→ Extract provided
>>>
The first newspaper account described the location of the accident. With that information in hand, my friend and I drove to the site, a country road near a railroad track, cornfields, and a few scattered homes. I had mistakenly believed that Dave’s uncle, who owned the pig truck they were riding in on a delivery from Chicago back to eastern PA, had been at the wheel, but learned that a young man in training was the driver. He fell asleep.

In addition to revealing the name of the driver, the article mentioned investigating police officers, whose names I googled eagerly in the hopes of interviewing them about their memories of the incident. Unfortunately, I found obituaries for both of them. I discovered evidence that the driver still lived in the town, which the old newspapers listed as his home. Steve approached him with a letter of invitation to meet, but we never heard back from him.

A year after the site visit, I decided once again to ritualize remembrance of that dreadful day by walking a labyrinth. Here’s what I wrote about that experience: Today dawned a beautiful one to walk the Saint Mary’s labyrinth remembering Dave 51 years after his death. I have been slow, very slow, to ritualize ways to deal with the pain of this loss, which came into my life so unexpectedly and took up permanent residence. As I learn more about introverts and high-reactive personality types like myself, I am not surprised that losing Dave at a formative time of life has left a forever-mark.

Stepping onto the first circular stone of this seven-circuit labyrinth, I attempt to release all that’s on my mind on the walk toward the center. I’m particularly aware this visit of blemished stones, the long shadows at this early hour in the morning, the cracks and crevices of the smooth rocks between stones, the chaff and debris of approaching fall cluttering this beautiful, quiet space, the grime and dirt left behind by vigorous summer rains.
At the center, I wait to receive…the light is spectacular at this time of day and not yet clearing the trees on the eastern horizon. How can I not be grateful for all the ways the light has been evident even under the darkest of circumstances? I have a wonderful family and caring friends, a congregation which continues to nourish my ever-growing contemplative faith journey, jobs I’ve been fortunate to enjoy, directees I have had the gift of companioning, travels and other experiences I remember fondly.

In spite of all this, much of my adult life, or so it seems, has been wrapped in the shroud of Dave’s death. The long shadows of grief and pain that accompanied his departure from my life leaked 12 years later into a new pain created by brother Greg’s death.
Leaving the center of the labyrinth, then, to walk out the same way I came in brings with it a sense of empowerment, in this case realizations of the many ways the bright light continues to unpack the darkness of despair still lurking under the carpet.
<<<
→ Task goal
Retype the memoir of remembering Dave from "At the center, I" up to and including "I remember fondly.". The listing that comes next is separate material, unrelated to the memoir.

[Named-object pointing records]
>>>
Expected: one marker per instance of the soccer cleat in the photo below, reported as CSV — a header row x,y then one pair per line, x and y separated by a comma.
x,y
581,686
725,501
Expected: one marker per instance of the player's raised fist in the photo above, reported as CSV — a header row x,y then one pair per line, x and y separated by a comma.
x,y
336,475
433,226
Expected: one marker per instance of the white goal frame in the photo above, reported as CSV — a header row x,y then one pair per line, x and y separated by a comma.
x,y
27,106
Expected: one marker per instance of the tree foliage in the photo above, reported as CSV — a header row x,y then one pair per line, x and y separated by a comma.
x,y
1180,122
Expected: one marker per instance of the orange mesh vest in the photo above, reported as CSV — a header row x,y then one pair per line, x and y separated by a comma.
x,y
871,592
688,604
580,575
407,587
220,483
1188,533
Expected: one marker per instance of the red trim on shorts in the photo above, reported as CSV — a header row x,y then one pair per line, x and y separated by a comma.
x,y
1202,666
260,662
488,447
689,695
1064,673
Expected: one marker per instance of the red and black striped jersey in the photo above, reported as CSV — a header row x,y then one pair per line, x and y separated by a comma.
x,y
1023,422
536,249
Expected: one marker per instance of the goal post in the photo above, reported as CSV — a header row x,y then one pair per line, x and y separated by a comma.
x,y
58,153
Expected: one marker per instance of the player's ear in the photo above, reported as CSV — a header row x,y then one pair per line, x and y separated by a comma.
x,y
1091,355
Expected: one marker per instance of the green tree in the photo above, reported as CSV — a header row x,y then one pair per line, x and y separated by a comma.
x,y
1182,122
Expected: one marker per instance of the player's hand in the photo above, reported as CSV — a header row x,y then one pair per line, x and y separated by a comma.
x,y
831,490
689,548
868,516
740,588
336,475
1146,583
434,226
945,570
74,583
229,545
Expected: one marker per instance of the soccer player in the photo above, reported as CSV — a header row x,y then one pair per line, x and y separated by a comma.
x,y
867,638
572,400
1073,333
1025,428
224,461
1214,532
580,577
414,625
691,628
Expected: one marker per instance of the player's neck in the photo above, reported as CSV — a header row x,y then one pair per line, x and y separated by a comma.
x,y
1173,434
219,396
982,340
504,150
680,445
<<<
→ Exercise result
At the center, I wait to receive…the light is spectacular at this time of day and not yet clearing the trees on the eastern horizon. How can I not be grateful for all the ways the light has been evident even under the darkest of circumstances? I have a wonderful family and caring friends, a congregation which continues to nourish my ever-growing contemplative faith journey, jobs I’ve been fortunate to enjoy, directees I have had the gift of companioning, travels and other experiences I remember fondly.